Referring expression data:
▼
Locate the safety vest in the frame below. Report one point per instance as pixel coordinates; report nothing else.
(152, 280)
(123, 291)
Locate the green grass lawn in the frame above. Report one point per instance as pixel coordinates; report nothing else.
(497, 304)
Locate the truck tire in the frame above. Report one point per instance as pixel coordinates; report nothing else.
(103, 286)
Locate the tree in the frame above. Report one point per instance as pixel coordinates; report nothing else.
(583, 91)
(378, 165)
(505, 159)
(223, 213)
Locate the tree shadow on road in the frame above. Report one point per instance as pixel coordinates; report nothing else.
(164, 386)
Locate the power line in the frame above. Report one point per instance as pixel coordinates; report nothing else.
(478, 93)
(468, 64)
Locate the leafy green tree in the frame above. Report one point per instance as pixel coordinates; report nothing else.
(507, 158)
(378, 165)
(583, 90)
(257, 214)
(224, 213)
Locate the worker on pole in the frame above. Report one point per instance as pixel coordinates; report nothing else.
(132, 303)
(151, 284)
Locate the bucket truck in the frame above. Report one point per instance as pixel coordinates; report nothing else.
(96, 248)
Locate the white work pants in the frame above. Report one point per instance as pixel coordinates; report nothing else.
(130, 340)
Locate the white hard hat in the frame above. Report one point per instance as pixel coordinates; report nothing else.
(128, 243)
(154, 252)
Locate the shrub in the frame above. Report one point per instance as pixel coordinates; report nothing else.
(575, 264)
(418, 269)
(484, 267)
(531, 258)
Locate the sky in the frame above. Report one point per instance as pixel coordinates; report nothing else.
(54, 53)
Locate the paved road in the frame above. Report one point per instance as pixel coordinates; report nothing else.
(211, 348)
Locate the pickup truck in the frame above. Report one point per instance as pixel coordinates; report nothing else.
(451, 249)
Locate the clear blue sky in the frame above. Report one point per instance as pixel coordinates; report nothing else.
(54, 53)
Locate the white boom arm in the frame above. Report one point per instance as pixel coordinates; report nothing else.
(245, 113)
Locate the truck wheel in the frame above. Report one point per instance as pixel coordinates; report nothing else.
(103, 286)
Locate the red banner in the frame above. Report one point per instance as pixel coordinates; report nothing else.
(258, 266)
▲
> WORK REQUEST:
When you answer, repeat each entry exactly as it appears above.

> WRITTEN ANSWER:
Locate the safety vest in the frame below. Report one point per instance as pixel coordinates; report nothing else.
(152, 280)
(123, 291)
Locate the green grass lawn in the frame above. Report one point per instance as pixel coordinates; report nothing else.
(497, 304)
Locate the truck tire in the frame above. Report one point per instance as pixel coordinates; report nothing else.
(103, 286)
Locate the tree in the frame above. Report one point per instance as pixel coordinates; report nothing else.
(583, 91)
(378, 165)
(505, 159)
(223, 213)
Locate the tree shadow on road in the frame above. Report one point per instance as pixel coordinates; report nothing else.
(164, 386)
Locate the power line in the frame above. Report one point per instance as pixel coordinates; report nothing else.
(478, 93)
(468, 64)
Locate the leafy green tree in the frame above. Report one point per instance as pixel coordinates; report nothing else.
(507, 158)
(378, 165)
(583, 90)
(257, 214)
(224, 213)
Locate the worker on pole in the frame above. Report one point per instance as pixel coordinates; report nothing else.
(132, 303)
(151, 284)
Locate the bucket truck in the frame above. Report one point per instance as pixel coordinates; report nothing else.
(96, 248)
Locate the white work pants in the frame above. Report one point per instance as pixel coordinates; report nothing else.
(130, 340)
Locate the white hard hat in the frame above. Report one point per instance as pixel coordinates; report nothing else.
(128, 243)
(154, 252)
Locate the shrub in the frame above. Report one point per instance as pixel coordinates; report nothing else.
(575, 264)
(418, 269)
(484, 267)
(531, 258)
Locate the sky in the frame above. Report one point per instance as pixel coordinates; report nothing else.
(54, 53)
Locate the paved road in the frame above. Report one point per instance as pixel coordinates; report nothing else.
(211, 348)
Locate the pickup truck in the frame above. Report one point per instance as pixel coordinates; report nothing else.
(451, 249)
Locate the clear blue sky in the frame above. Report one point per instance as pixel coordinates; report nothing else.
(54, 53)
Locate the white boom arm in the frame above. Report one point per instance as pixel coordinates; report nothing else.
(245, 113)
Locate the truck wheel in the frame above. Report one point per instance as pixel coordinates; report nothing else.
(103, 286)
Locate the red banner in the frame above. Report one point per instance as pixel coordinates; report nothing else.
(258, 266)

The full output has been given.